▶ Exercise directions: Starting with the line that contains "Locate every instance of the mug" and continuing through the final line below, lay out those lines as a numbered list, leaving out any blank lines.
***** Supplied material *****
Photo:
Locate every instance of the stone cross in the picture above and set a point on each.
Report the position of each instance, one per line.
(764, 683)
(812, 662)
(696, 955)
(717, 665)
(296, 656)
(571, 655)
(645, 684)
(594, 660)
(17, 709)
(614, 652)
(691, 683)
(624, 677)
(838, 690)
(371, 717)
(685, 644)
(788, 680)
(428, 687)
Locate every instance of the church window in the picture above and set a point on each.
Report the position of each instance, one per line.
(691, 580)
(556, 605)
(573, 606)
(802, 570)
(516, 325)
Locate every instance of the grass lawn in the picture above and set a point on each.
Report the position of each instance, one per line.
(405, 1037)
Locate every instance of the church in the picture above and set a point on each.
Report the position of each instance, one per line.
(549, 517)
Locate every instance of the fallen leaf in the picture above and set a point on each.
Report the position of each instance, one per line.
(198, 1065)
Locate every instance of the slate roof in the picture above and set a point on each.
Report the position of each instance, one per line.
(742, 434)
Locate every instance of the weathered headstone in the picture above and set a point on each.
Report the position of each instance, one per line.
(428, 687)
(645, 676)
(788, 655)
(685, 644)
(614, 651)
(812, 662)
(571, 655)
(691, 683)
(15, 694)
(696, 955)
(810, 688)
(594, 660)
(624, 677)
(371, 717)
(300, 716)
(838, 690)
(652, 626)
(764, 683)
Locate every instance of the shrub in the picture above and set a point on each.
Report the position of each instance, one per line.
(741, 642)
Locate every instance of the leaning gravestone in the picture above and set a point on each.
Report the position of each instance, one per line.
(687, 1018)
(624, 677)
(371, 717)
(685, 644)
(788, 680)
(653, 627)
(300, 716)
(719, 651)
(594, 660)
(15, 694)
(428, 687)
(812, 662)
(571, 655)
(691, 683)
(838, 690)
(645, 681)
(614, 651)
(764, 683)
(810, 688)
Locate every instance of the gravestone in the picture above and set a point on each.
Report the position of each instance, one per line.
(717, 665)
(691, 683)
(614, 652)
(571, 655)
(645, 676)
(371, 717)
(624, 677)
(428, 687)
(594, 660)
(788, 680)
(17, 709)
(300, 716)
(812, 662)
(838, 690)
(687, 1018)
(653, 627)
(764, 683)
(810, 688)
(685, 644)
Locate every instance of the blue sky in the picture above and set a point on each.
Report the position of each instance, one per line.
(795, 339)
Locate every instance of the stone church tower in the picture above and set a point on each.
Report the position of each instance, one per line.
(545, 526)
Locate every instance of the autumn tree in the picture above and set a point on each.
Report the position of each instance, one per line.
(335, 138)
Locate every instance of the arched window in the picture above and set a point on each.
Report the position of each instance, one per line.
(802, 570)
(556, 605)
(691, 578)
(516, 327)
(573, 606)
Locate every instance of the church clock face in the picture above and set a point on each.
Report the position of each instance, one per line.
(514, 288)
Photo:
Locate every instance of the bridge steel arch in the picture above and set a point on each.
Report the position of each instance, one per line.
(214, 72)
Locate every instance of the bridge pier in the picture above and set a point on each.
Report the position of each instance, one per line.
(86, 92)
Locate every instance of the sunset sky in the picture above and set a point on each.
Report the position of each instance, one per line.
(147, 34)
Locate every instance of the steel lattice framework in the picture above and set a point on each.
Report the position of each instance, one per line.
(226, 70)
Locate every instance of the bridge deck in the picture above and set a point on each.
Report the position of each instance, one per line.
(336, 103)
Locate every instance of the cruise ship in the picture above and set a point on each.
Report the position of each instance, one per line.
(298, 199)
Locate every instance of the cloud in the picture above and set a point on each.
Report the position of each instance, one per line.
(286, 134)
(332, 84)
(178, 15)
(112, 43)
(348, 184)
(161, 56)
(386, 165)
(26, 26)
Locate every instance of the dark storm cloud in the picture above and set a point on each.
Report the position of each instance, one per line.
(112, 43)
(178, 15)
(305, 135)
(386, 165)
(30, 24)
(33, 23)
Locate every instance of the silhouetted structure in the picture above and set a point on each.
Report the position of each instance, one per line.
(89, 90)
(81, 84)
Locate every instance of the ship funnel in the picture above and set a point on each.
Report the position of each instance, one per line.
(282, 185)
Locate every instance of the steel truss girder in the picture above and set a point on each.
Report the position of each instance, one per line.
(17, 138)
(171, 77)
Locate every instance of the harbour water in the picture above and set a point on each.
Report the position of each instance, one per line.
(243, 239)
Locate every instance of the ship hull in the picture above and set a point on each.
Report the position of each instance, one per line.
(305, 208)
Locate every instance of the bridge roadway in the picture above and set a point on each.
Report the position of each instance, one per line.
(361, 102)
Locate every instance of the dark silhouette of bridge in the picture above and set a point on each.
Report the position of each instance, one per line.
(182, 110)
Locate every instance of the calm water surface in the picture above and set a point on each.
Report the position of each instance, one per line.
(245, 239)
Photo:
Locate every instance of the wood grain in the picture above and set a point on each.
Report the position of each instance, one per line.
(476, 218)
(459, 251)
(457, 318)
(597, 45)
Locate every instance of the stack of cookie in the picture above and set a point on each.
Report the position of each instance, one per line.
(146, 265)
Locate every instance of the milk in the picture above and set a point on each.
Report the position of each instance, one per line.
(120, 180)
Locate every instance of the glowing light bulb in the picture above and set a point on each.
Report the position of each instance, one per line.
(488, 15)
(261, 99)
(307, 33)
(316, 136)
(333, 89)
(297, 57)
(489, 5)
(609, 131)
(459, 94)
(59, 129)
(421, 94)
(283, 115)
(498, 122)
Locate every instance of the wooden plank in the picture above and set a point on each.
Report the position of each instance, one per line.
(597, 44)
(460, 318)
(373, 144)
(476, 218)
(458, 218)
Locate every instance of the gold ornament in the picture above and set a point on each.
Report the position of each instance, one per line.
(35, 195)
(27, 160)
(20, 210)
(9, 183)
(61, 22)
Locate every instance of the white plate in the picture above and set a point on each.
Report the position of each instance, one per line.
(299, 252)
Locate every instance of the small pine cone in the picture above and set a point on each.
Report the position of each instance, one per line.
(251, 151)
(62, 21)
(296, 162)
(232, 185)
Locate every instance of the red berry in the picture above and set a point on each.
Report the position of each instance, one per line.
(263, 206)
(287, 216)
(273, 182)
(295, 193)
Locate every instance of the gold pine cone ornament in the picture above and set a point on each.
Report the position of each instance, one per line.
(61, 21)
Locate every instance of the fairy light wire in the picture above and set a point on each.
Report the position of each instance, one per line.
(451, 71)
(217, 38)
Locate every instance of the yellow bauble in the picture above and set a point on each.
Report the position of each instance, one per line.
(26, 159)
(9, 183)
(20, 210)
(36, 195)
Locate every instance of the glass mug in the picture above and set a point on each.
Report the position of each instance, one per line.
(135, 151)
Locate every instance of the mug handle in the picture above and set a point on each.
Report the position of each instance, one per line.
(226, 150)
*****
▶ Solution to this problem:
1. Locate every instance of the mug handle in the picture above and set a point on each.
2. Report the position of each instance, one per line.
3. (226, 150)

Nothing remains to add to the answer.